*ACTIVIDAD*
¿Podrías reescribir como lista el párrafo del relato sobre la JMJ que empieza «Más allá del cansancio», conservando sus datos principales?

*FRAGMENTO DEL TEXTO*
**********
Una joven argentina comparte lo vivido en los momentos más importantes de la Jornada Mundial de la Juventud en Brasil.
Luego de 56 horas de viaje en colectivo, cuando el lunes 22 de julio a las 6.30 pisamos la terminal de Novo Rio, sentí mucha alegría. ¡Finalmente estábamos ahí! Después del esfuerzo, la cuenta regresiva de los días anteriores, los preparativos y expectativas, llegábamos a Río para encontrarnos con nuestro querido papa Francisco.
Más allá del cansancio, en el aire se respiraba verdadera felicidad. Asistimos a la misa para los jóvenes argentinos en la Catedral de San Sebastián, oficiada por monseñor José María Arancedo, arzobispo de Santa Fe de la Vera Cruz y presidente de la Conferencia Episcopal Argentina. Banderas celestes y blancas ondeaban mientras miles de jóvenes cantaban pidiéndole a Dios que los lleve donde los hombres necesiten sus palabras, o recordaban el himno de la primera JMJ: “Un nuevo sol se levanta sobre la nueva civilización que nace hoy”. Fue hermoso ver a tantos chicos y chicas de mi país unidos por una misma motivación: la fe y el encuentro con el Papa.
La alegría fue constante durante toda la semana: los peregrinos llenaron de color y alegría la ciudad brasileña. En los colectivos, las calles, en todo el suelo carioca se veían jóvenes con las mochilas azules, verdes o amarillas de la JMJ, flameando las banderas de sus respectivos países e intercambiando saludos.
Esta JMJ estuvo llena de momentos que me ayudaron a fortalecer la fe y decidirme a llevarla a todos los ámbitos de mi vida, “a ponerme la camiseta” de una vez por todas. Cuando Francisco dijo que no “balconeemos” la fe, que nos metamos de lleno en ella –y, lo más importante, que no la “licuemos” – me conmoví. Me di cuenta de que no es suficiente con ir a misa y rezar, todavía me falta vivir la espiritualidad de esta manera que nos dice Francisco: de un modo “revolucionario”. Me hace falta jugar en el equipo de Jesús de verdad, no sólo de palabra.
**********
*DATOS PROPORCIONADOS*
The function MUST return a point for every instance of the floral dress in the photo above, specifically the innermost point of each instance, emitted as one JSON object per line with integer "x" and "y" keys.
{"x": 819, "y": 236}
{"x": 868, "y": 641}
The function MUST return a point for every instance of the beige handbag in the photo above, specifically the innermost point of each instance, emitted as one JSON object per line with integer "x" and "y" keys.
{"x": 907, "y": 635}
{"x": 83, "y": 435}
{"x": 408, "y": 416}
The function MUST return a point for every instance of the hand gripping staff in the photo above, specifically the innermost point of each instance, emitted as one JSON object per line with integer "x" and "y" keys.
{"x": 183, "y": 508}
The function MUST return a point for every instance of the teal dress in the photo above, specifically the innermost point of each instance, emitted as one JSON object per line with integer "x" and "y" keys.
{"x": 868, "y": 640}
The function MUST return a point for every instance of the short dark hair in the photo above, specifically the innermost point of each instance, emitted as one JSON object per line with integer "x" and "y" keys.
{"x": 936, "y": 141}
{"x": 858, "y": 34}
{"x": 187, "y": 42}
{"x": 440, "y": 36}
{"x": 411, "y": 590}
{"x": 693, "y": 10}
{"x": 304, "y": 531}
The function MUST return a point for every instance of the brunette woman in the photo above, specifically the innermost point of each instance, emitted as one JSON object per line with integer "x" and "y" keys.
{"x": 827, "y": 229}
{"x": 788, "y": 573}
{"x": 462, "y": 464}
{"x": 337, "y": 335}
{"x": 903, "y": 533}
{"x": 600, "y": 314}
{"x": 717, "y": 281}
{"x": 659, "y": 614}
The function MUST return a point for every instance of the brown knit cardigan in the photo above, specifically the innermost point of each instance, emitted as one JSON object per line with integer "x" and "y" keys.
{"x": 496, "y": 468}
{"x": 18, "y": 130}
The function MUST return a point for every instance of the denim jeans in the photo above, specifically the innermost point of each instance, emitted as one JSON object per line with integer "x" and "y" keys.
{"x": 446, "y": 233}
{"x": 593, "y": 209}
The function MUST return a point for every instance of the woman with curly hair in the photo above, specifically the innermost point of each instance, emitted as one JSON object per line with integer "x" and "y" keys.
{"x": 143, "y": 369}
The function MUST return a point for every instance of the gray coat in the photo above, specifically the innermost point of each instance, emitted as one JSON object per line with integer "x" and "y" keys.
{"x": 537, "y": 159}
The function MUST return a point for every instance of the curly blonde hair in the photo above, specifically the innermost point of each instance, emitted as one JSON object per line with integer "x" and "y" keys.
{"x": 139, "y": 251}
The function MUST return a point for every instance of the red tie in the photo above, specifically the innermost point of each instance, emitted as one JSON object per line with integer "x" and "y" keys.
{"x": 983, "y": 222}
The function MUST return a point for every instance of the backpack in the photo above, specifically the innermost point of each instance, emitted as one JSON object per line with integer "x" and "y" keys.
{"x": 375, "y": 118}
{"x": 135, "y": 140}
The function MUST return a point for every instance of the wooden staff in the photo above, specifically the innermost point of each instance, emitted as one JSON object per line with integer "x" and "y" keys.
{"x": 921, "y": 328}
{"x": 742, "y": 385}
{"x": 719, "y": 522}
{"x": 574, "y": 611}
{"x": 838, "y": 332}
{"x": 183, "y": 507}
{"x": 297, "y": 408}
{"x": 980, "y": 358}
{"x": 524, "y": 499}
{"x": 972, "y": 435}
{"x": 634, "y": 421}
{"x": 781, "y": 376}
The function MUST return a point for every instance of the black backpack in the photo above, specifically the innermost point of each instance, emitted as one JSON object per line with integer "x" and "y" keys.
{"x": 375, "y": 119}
**********
*RESPUESTA A CONTINUACIÓN*
- A pesar del cansancio, se respiraba verdadera felicidad.
- Asistieron a la misa para los jóvenes argentinos en la Catedral de San Sebastián.
- La ofició monseñor José María Arancedo, arzobispo de Santa Fe de la Vera Cruz y presidente de la Conferencia Episcopal Argentina.
- Ondeaban banderas celestes y blancas.
- Miles de jóvenes le pedían a Dios en sus cantos que los llevara donde los hombres necesitaran sus palabras, o recordaban el himno de la primera JMJ.
- Muchos chicos y chicas argentinos estaban unidos por la fe y el encuentro con el Papa.